■ **TO BE DONE**
Copy the records below exactly as they appear.
======== DATA SUPPLIED ========
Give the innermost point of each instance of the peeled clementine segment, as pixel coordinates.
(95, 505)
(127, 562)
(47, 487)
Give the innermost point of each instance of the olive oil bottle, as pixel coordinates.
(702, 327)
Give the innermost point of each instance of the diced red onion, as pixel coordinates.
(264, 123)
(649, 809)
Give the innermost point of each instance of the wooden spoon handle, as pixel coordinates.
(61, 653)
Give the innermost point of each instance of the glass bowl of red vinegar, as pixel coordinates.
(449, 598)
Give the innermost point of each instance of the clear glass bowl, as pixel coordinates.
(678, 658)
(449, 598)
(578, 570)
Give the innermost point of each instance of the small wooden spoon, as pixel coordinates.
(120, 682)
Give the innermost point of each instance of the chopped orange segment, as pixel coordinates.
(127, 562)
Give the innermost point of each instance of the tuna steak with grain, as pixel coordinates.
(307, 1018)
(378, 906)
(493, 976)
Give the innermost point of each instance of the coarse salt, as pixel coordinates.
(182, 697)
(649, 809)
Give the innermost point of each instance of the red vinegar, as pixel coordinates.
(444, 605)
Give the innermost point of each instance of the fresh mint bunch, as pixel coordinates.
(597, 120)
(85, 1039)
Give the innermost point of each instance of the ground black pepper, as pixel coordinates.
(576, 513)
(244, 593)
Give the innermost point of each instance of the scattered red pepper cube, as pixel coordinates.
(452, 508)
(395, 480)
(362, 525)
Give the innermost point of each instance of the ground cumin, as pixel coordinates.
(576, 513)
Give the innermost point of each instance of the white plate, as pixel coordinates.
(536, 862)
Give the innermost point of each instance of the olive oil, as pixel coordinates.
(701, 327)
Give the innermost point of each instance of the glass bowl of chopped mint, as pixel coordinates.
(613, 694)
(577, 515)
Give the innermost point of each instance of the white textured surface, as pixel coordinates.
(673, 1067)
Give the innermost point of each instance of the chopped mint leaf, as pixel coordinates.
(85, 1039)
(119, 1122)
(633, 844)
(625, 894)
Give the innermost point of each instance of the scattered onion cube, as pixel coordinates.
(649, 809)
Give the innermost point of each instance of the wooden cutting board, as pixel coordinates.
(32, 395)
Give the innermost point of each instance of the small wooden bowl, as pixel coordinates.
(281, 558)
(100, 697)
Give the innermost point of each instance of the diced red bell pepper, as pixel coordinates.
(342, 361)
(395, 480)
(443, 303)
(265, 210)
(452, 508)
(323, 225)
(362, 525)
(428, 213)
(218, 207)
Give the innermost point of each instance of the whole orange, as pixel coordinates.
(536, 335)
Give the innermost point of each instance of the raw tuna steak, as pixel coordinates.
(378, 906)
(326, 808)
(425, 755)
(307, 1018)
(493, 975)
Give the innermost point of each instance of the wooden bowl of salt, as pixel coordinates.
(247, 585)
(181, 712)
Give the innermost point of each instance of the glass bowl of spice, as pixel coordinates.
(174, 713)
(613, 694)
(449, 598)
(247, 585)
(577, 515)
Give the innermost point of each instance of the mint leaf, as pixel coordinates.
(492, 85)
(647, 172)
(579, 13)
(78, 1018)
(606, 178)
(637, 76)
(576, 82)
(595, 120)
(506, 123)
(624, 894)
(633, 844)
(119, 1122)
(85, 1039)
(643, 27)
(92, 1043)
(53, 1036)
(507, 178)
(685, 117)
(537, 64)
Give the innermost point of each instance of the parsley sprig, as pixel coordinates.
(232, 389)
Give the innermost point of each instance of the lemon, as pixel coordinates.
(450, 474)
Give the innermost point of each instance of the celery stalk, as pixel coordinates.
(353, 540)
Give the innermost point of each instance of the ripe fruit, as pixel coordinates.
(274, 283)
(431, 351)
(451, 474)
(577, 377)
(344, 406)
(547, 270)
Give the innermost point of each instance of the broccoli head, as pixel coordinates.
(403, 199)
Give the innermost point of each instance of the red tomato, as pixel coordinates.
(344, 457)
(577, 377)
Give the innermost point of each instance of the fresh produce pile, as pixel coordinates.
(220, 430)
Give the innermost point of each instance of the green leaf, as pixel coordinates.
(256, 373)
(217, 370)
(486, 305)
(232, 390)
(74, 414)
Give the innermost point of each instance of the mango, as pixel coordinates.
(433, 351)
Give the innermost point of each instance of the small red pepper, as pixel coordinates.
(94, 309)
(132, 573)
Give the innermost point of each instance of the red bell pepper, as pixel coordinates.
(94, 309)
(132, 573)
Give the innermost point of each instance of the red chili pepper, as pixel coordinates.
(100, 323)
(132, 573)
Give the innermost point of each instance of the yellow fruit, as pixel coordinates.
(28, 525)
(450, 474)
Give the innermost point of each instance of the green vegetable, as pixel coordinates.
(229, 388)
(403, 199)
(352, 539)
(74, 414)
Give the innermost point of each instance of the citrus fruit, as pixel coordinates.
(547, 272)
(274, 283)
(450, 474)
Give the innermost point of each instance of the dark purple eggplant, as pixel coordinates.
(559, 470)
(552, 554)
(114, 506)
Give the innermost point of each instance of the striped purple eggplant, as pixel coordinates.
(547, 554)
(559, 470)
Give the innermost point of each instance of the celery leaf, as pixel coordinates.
========
■ **FULL SOLUTION**
Give the innermost point of each instance of the peeled clementine segment, as pixel coordinates.
(95, 505)
(127, 562)
(47, 487)
Give the innermost point of each instance of the olive oil bottle, as pixel coordinates.
(702, 327)
Give the innermost point of each instance of the diced red onion, as pixel coordinates.
(264, 123)
(649, 809)
Give the innermost point of each instance of the wooden spoon handle, as pixel coordinates.
(61, 653)
Give the innermost point of each instance of the glass bowl of red vinegar, as pixel coordinates.
(449, 598)
Give the innermost point of each instance of the clear glass bowl, as pixel coordinates.
(678, 658)
(449, 598)
(578, 570)
Give the innermost point of each instance of the small wooden spoon, as pixel coordinates.
(120, 682)
Give the innermost point of each instance of the chopped orange segment, as pixel coordinates.
(127, 562)
Give the innermost point of each instance of the tuna steak with grain, as pixel coordinates.
(307, 1018)
(378, 906)
(493, 976)
Give the innermost point of each instance of the coarse salt, as pixel coordinates.
(182, 697)
(649, 809)
Give the innermost point of each instance of the red vinegar, as pixel coordinates.
(444, 605)
Give the innermost point of each instance of the fresh mint bunch, as pixel coordinates.
(597, 120)
(85, 1039)
Give the innermost point of each instance of the ground black pepper, as pixel coordinates.
(576, 513)
(244, 593)
Give the innermost point of each instance of the scattered red pepper cube, as pixel coordinates.
(452, 508)
(395, 480)
(362, 525)
Give the innermost point of each instance of the ground cumin, as pixel coordinates.
(576, 513)
Give the innermost point of each instance of the white plate, as pixel coordinates.
(536, 862)
Give the innermost point of each instance of the olive oil, as pixel coordinates.
(701, 327)
Give the innermost point of each instance of the glass bowl of chopped mint, as pixel coordinates.
(613, 694)
(577, 515)
Give the innermost point of each instance of the white textured surface, as pixel coordinates.
(673, 1067)
Give the innermost point of each instance of the chopped mint leaf, as pixel coordinates.
(85, 1039)
(119, 1122)
(633, 844)
(625, 894)
Give the innermost point of each instance of the scattered onion cube, as pixel coordinates.
(649, 809)
Give the innermost point of each instance of the wooden cutting board, as pixel coordinates.
(32, 395)
Give the innermost point of each instance of the small wooden bowl, as pixel coordinates.
(281, 558)
(100, 697)
Give the innermost point of each instance of the diced red bell pepper, as pixel coordinates.
(342, 361)
(395, 480)
(443, 303)
(265, 210)
(452, 508)
(323, 225)
(362, 525)
(428, 213)
(218, 207)
Give the innermost point of each instance of the whole orange, as pixel coordinates.
(536, 335)
Give the innermost point of each instance of the raw tuna steak, as pixel coordinates.
(378, 906)
(326, 808)
(425, 755)
(307, 1018)
(493, 975)
Give the innermost point of each instance of the wooden bowl of salt, as pixel coordinates.
(247, 585)
(181, 712)
Give the innermost point of each instance of the glass bowl of spice, as pixel coordinates.
(174, 713)
(613, 694)
(449, 598)
(247, 585)
(577, 515)
Give the innermost point of each instance of the mint leaf, as pixel coordinates.
(492, 85)
(647, 172)
(579, 13)
(78, 1018)
(606, 178)
(637, 76)
(576, 82)
(595, 120)
(506, 123)
(624, 894)
(633, 844)
(119, 1122)
(85, 1039)
(643, 27)
(92, 1043)
(53, 1036)
(507, 178)
(685, 117)
(537, 64)
Give the innermost point of each instance of the parsley sprig, as pixel coordinates.
(232, 389)
Give the innermost point of each instance of the lemon, as pixel coordinates.
(450, 474)
Give the innermost point of each instance of the celery stalk, as pixel coordinates.
(353, 540)
Give the innermost point of each instance of the ripe fruit, as pixel coordinates.
(274, 283)
(431, 351)
(451, 474)
(577, 377)
(344, 406)
(547, 270)
Give the innermost point of each instance of the broccoli head, as pixel coordinates.
(403, 199)
Give the innermost point of each instance of the red tomato, as pixel coordinates.
(344, 457)
(577, 377)
Give the innermost point of each instance of the fresh produce pile, as pixel coordinates.
(220, 430)
Give the innermost point of each instance of the green leaf, as pixel coordinates.
(256, 373)
(217, 370)
(486, 305)
(232, 390)
(74, 414)
Give the innermost point of each instance of the mango, as pixel coordinates.
(433, 351)
Give the innermost point of each instance of the small red pepper, as pixel coordinates.
(94, 309)
(132, 573)
Give the innermost point of each instance of the red bell pepper, as pixel coordinates.
(94, 309)
(132, 573)
Give the innermost point of each instance of the red chili pepper, as pixel coordinates.
(100, 323)
(132, 573)
Give the innermost point of each instance of the yellow fruit, as pixel coordinates.
(28, 525)
(450, 474)
Give the innermost point of each instance of the green vegetable, as pixel coordinates.
(229, 388)
(403, 199)
(352, 539)
(74, 414)
Give the innermost point of each instance of the citrus fruit, as pixel coordinates.
(547, 272)
(274, 283)
(450, 474)
Give the innermost point of each instance of the dark purple eggplant, as pixel coordinates.
(559, 470)
(552, 554)
(114, 506)
Give the innermost point of each instance of the striped purple eggplant, as pixel coordinates.
(547, 554)
(559, 470)
Give the innermost point of each instance of the celery leaf, as pixel coordinates.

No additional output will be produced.